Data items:
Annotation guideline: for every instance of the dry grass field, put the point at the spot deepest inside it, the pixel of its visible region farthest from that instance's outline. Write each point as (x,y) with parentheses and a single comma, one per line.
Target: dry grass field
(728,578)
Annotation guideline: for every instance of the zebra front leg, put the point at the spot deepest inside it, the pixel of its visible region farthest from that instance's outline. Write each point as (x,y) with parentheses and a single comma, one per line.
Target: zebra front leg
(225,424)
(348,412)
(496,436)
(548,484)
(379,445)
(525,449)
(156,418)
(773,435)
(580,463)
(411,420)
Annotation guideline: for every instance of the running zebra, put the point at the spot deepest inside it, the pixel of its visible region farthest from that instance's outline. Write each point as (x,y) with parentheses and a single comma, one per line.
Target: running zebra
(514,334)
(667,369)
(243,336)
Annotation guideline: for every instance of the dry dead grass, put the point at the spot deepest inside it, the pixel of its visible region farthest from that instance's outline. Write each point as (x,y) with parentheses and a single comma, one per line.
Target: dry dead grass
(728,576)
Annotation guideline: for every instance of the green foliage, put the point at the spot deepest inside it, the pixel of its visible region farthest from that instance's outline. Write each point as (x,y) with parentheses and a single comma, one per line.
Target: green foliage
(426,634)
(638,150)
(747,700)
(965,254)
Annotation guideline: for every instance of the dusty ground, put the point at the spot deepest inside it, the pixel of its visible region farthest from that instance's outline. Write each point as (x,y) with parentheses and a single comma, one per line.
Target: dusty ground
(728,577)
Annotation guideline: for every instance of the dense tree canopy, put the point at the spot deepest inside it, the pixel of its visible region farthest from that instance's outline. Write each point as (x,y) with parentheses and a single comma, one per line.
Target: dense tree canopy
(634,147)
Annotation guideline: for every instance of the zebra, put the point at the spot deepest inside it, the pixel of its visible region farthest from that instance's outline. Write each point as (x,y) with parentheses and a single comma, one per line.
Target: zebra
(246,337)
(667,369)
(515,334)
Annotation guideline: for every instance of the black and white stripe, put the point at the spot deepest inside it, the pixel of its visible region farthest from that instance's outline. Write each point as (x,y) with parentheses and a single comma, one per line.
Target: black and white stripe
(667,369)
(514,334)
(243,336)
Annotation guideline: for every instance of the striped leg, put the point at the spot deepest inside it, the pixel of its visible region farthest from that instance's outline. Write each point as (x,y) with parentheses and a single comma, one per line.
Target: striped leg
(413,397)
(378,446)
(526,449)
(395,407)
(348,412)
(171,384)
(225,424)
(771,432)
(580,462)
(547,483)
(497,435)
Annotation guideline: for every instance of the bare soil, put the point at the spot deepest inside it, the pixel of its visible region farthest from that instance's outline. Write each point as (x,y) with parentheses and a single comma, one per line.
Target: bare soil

> [Your objective]:
Would you write out the full set of records above without alteration?

> [Written response]:
Annotation guideline: for every instance of the dry grass field, put the point at the spot deepest inside it, the pixel of its visible region farthest from that instance's outline. Write each point as (x,y) with parentheses and a single comma, one per line.
Target: dry grass field
(728,578)
Annotation guideline: for every instance of the zebra front leg, put the point at the spot deepest inside it, the pixel of its visible region farthest from that instance's outline. Write each point as (x,y) with parentheses and a single comma, one per line.
Target: zebra front leg
(225,424)
(348,412)
(496,436)
(548,484)
(379,445)
(525,449)
(156,418)
(773,435)
(580,463)
(411,420)
Annotation guideline: for every instance of the running zebra, put the point at the spot deepest inside it, the pixel of its visible region farthest from that instance's outline. Write each point as (x,y) with parentheses and a single comma, one per line.
Target: running zebra
(514,334)
(667,369)
(243,336)
Annotation guideline: for every instance of the dry dead grass, put the point at the spot deepest inside it, the pixel of its visible region farthest from that instance's outline. Write each point as (x,y) with parentheses and a single comma, one per line.
Target: dry dead grass
(728,576)
Annotation guideline: for every instance of the green foliage, put the point at the spot deepest inside it, the pixel of its visible region farthest from that instance's outline. Write each point as (x,y) with parentheses and a single comma, one per line.
Target: green foliage
(426,634)
(638,150)
(747,700)
(965,254)
Annotation guideline: for every instance of the dusty ground, put the point at the spot deepest inside it, the pixel of its visible region farthest from that instance's outline. Write each point as (x,y) with parentheses and a single comma, one per line.
Target: dusty ground
(728,577)
Annotation guideline: for every instance of the dense tree canopy, put the point at the spot deepest inside it, the pixel of its visible region farthest from that instance's outline. Write each point as (x,y) with parentheses and a single comma, one per line.
Target: dense tree canopy
(634,147)
Annotation guideline: for every instance of the zebra, put the point at the spot deepest inside it, the pixel of its visible region farthest from that instance's outline. Write each point as (x,y) with parentheses and a single comma, one per line.
Target: zebra
(246,337)
(667,369)
(515,334)
Annotation guideline: for every instance of the black and white stripe, put the point at the spot deepest inside it, the pixel of its visible region farthest from that instance's outline. Write each point as (x,y) with parentheses and a single comma, one per line.
Target: black and white stripe
(667,369)
(514,334)
(243,336)
Annotation guideline: for every instance of the striped leg, put the point at the spot deepest inside it, the pixel of its visible region farthest from that instance's outline. Write each point as (x,y) with parentheses and a single comma, one per line.
Target: striped leg
(413,397)
(378,446)
(526,449)
(395,407)
(348,412)
(171,384)
(225,424)
(771,432)
(580,462)
(547,483)
(497,435)
Annotation guideline: for every instance of the bare soil, put the point at the spot deepest inside it, the pixel of its visible region farthest from that instance's outline. Write each point as (x,y) with parentheses and a single comma, one per line.
Target: bare soil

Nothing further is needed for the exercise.